EXCERPT TO READ -
Books

10° London Hi 11°C / Lo 6°C

ALLEN LANE £16.99 (177pp) £15.99 (free p&p) from 0870 079 8897

The Revenge of Gaia, by James Lovelock

Payback from the green goddess

By John Gray

James Lovelock will go down in history as the scientist who changed our view of the Earth from a barren rock covered with a thin coating of life to a self-organising system that in many ways resembles a single organism. Following a conversation with the novelist William Golding, Lovelock named this self-regulating system after the Greek earth goddess Gaia. Viewed with suspicion by Darwinian fundamentalists, Gaia theory is now widely accepted and used in scientific disciplines. Its implication is that humanity is part of a much larger system that it cannot control, still less master. The Earth's self-regulating processes impose limits on human ambitions, and if humanity acts to destabilise the system, the Earth will readjust in ways that show no regard for human welfare.

In The Revenge of Gaia - the most important book ever to be published on the environmental crisis - Lovelock applies Gaia theory to climate change. Using the latest scientific findings, he concludes that an abrupt and radical climatic shift is unavoidable. Global heating - as he prefers to describe it - is set to take its course: "We are the cause of it, and nothing so severe has happened since the start of the Eocene, 55 million years ago, when the change was larger than that between the ice age and the 19th century and lasted for 200,000 years".

The shift already visible in the melting Antarctic means that rising sea levels will threaten billions. Within the present century, many coastal cities could be inundated and much of the world's arable land flooded. Destabilised by human activity, the Earth is readjusting and becoming less habitable by humans. Gaia is exacting her revenge on human hubris. There will be some who say that Lovelock's talk of Gaia exemplifies the sympathetic fallacy of reading human feelings into the natural world, but his point is that if we try to override the Earth's self-stabilising mechanisms we court disaster. Gaia's revenge is a metaphor for cause and effect operating on a planetary scale.

Lovelock's claim that climate change is irreversible has horrified many Greens, who see it as a counsel of despair. Here the movement is in denial. If the evidence supports Lovelock's claim - and there is a growing scientific consensus that it does - many policies advocated by the Green movement are pointless, or positively harmful. Green hostility to nuclear power is an example.

Lovelock's pro-nuclear stance is not new; it was clear in his first book, Gaia (1979). Here, Lovelock restates his view that it is folly to reject a source of energy that is highly efficient and less harmful to the environment than existing alternatives. He will not persuade those whose opposition is irrational, but anyone with a reasonably open mind will conclude that the nuclear option can't simply be dismissed. I have supported Lovelock's environmental defence of nuclear power since 1992, when I endorsed it in my book Beyond the New Right.

What is new is Lovelock's argument that high technology can be used to reduce humanity's impact on the planet. Conventional Greens promote the idea of sustainable development, and think the environmental crisis can be overcome by low-tech solutions such as organic farming and renewable energy. In contrast, Lovelock believes sustainable development is no longer possible. Rightly, he maintains we need a hi-tech strategy that enables humanity to stage a sustainable retreat from its current over-extended position in the biosphere.

There is no technical fix for the human condition; but Greens are deluding themselves if they think the environment can be saved by changes in the economic system. Using hi-tech methods, we might just be able to feed the world's growing population during the period of upheaval that is now inevitable. There is no prospect of this with traditional farming, and we would be better off if we abandoned agriculture altogether and produced foods synthetically. The Green utopia of a vast human population subsisting on a mix of wind farms and organic food would mean gutting the planet of much of its remaining biodiversity.

INFORMATION SUPPLIED -
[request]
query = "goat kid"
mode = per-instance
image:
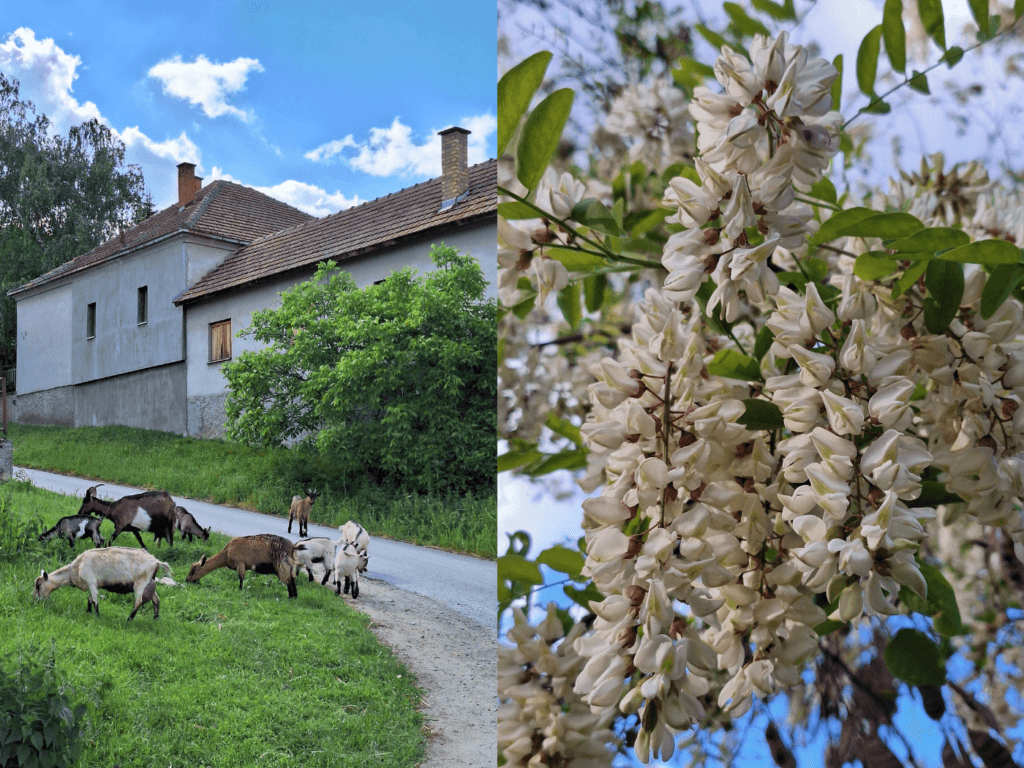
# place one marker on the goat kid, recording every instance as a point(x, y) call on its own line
point(74, 527)
point(153, 511)
point(263, 553)
point(300, 511)
point(187, 525)
point(119, 569)
point(348, 563)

EXERCISES -
1. In the book review, what term does Lovelock prefer to use for climate change?
2. Write out the stretch of the book review from "James Lovelock will" through "for human welfare.", word for word.

RESULTS OF THE EXERCISE -
1. Global heating.

2.
James Lovelock will go down in history as the scientist who changed our view of the Earth from a barren rock covered with a thin coating of life to a self-organising system that in many ways resembles a single organism. Following a conversation with the novelist William Golding, Lovelock named this self-regulating system after the Greek earth goddess Gaia. Viewed with suspicion by Darwinian fundamentalists, Gaia theory is now widely accepted and used in scientific disciplines. Its implication is that humanity is part of a much larger system that it cannot control, still less master. The Earth's self-regulating processes impose limits on human ambitions, and if humanity acts to destabilise the system, the Earth will readjust in ways that show no regard for human welfare.